**Short task**
Format every line of the items below as a JSON array of strings, one string per line, leaving out any blank lines.

START

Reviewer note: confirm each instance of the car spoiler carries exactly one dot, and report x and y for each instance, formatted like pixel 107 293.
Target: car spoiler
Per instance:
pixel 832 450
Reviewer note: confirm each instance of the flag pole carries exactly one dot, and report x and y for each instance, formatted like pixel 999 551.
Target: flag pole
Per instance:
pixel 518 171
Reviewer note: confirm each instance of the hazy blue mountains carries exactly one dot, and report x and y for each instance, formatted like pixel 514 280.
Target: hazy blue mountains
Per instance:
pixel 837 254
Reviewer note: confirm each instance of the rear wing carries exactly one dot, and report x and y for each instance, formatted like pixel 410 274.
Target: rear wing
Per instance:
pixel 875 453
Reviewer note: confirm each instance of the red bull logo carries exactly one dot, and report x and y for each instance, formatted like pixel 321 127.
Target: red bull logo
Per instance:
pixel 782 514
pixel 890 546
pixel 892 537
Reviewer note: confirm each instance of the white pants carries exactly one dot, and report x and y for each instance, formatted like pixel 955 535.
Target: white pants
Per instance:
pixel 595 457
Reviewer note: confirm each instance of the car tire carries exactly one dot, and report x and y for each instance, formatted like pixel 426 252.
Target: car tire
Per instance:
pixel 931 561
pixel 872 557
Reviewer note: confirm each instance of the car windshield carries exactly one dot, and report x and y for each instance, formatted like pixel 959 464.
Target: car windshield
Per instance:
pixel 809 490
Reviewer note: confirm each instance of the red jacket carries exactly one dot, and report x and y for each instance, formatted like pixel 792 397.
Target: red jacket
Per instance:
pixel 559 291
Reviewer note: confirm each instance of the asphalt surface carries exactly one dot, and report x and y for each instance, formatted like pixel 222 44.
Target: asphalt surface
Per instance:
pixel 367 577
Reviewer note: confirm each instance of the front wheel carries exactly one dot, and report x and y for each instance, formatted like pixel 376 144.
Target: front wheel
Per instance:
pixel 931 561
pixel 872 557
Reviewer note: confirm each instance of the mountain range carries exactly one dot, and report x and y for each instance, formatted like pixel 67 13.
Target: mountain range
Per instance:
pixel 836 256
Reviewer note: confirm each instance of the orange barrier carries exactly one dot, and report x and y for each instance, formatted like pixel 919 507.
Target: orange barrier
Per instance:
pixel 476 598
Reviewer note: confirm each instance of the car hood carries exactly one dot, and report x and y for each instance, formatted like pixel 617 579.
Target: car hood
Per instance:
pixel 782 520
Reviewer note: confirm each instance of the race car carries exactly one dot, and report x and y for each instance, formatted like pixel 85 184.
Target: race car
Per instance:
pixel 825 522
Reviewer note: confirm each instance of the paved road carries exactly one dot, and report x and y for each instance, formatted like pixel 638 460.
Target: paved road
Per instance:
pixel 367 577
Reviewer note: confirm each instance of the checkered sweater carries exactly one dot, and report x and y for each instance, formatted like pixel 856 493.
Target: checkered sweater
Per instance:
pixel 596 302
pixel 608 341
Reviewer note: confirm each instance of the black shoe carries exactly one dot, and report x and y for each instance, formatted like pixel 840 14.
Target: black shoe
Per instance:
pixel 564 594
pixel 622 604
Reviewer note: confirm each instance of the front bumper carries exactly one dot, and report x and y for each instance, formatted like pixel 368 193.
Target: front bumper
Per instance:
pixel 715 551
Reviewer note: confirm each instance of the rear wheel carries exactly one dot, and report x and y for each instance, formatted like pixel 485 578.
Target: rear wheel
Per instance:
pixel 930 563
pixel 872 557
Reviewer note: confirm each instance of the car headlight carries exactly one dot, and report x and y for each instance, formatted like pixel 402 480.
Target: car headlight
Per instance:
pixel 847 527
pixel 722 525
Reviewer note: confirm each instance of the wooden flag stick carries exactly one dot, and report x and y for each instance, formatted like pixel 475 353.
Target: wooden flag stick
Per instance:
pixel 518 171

END

**Answer to the task**
[
  "Reviewer note: confirm each instance of the car spoiler carries exactly one dot, and report x and y for each instance, formatted like pixel 107 293.",
  "Target: car spoiler",
  "Per instance:",
  "pixel 832 450",
  "Reviewer note: confirm each instance of the flag pole carries exactly one dot, and report x and y for each instance, formatted like pixel 999 551.",
  "Target: flag pole",
  "Per instance:",
  "pixel 518 171",
  "Reviewer note: confirm each instance of the hazy blue mountains carries exactly one dot, and report x and y for each instance, formatted like pixel 514 280.",
  "Target: hazy blue mountains",
  "Per instance:",
  "pixel 837 254",
  "Reviewer note: confirm each instance of the rear wing carries exactly one dot, and report x and y for each instance, formatted like pixel 410 274.",
  "Target: rear wing",
  "Per instance:",
  "pixel 875 453",
  "Reviewer note: confirm each instance of the red bull logo carries exactly one dot, and report x and y for each instance, formatted like pixel 321 127.",
  "Target: red bull logo",
  "Per instance:",
  "pixel 782 514",
  "pixel 890 546",
  "pixel 892 537",
  "Reviewer note: confirm each instance of the white pants carries exactly one dot, and report x and y for each instance, formatted like pixel 955 535.",
  "Target: white pants",
  "Per instance:",
  "pixel 595 457",
  "Reviewer note: confirm each instance of the car tire carries exactly one dot, and report x and y for each instance, formatted like pixel 426 252.",
  "Target: car tire",
  "Per instance:",
  "pixel 931 561",
  "pixel 872 557",
  "Reviewer note: confirm each instance of the car windshield carries exactly one dot, and report x and y for each instance, formatted like pixel 959 464.",
  "Target: car windshield",
  "Per instance:",
  "pixel 809 490",
  "Reviewer note: confirm each instance of the red jacket carries exactly one dot, and report x and y for each instance, formatted like pixel 792 397.",
  "Target: red jacket",
  "Per instance:",
  "pixel 559 291",
  "Reviewer note: confirm each instance of the asphalt surface carries exactly one dot, and report x and y for each instance, formatted like pixel 222 44.",
  "Target: asphalt surface",
  "Per instance:",
  "pixel 367 577",
  "Reviewer note: confirm each instance of the front wheel carries exactly one dot, and report x and y for each instance, formatted like pixel 376 144.",
  "Target: front wheel",
  "Per instance:",
  "pixel 931 561",
  "pixel 872 557",
  "Reviewer note: confirm each instance of the mountain range carries exactly one dot, and report x and y for each instance, formatted like pixel 67 13.",
  "Target: mountain range",
  "Per instance:",
  "pixel 836 256",
  "Reviewer note: confirm each instance of the orange barrier carries exactly one dot, and report x and y for each instance, formatted like pixel 919 507.",
  "Target: orange barrier",
  "Per instance:",
  "pixel 476 598",
  "Reviewer note: confirm each instance of the car hood carries exactly one dot, and report x and y for each instance, formatted like pixel 617 579.",
  "Target: car hood",
  "Per instance:",
  "pixel 782 520",
  "Reviewer note: confirm each instance of the race car carries exactly one dot, and report x and y for each instance, formatted like pixel 85 184.",
  "Target: race car",
  "Per instance:",
  "pixel 825 522",
  "Reviewer note: confirm each instance of the paved road carries exactly one dot, and report x and y for each instance, formatted like pixel 638 460.",
  "Target: paved road",
  "Per instance:",
  "pixel 367 577",
  "Reviewer note: confirm each instance of the checkered sweater carries exactly one dot, and report x and y for each instance, formatted like pixel 856 493.",
  "Target: checkered sweater",
  "Per instance:",
  "pixel 596 302",
  "pixel 608 341",
  "Reviewer note: confirm each instance of the black shoe carries exactly one dot, and report x and y for each instance, formatted like pixel 840 14.",
  "Target: black shoe",
  "Per instance:",
  "pixel 564 594",
  "pixel 622 604",
  "Reviewer note: confirm each instance of the front bumper carries exactly one dot, and report x and y for each instance, formatted like pixel 368 193.",
  "Target: front bumper",
  "Per instance:",
  "pixel 715 551",
  "Reviewer note: confirm each instance of the rear wheel carries exactly one dot, and report x and y for each instance, formatted like pixel 485 578.",
  "Target: rear wheel",
  "Per instance:",
  "pixel 930 563",
  "pixel 872 557",
  "Reviewer note: confirm each instance of the car headlight carries exactly one dot, and report x and y for each instance, formatted like pixel 402 480.",
  "Target: car headlight",
  "Per instance:",
  "pixel 847 527",
  "pixel 722 525",
  "Reviewer note: confirm each instance of the wooden flag stick carries exactly one dot, and report x and y for each instance, formatted like pixel 475 353.",
  "Target: wooden flag stick",
  "Per instance:",
  "pixel 518 171"
]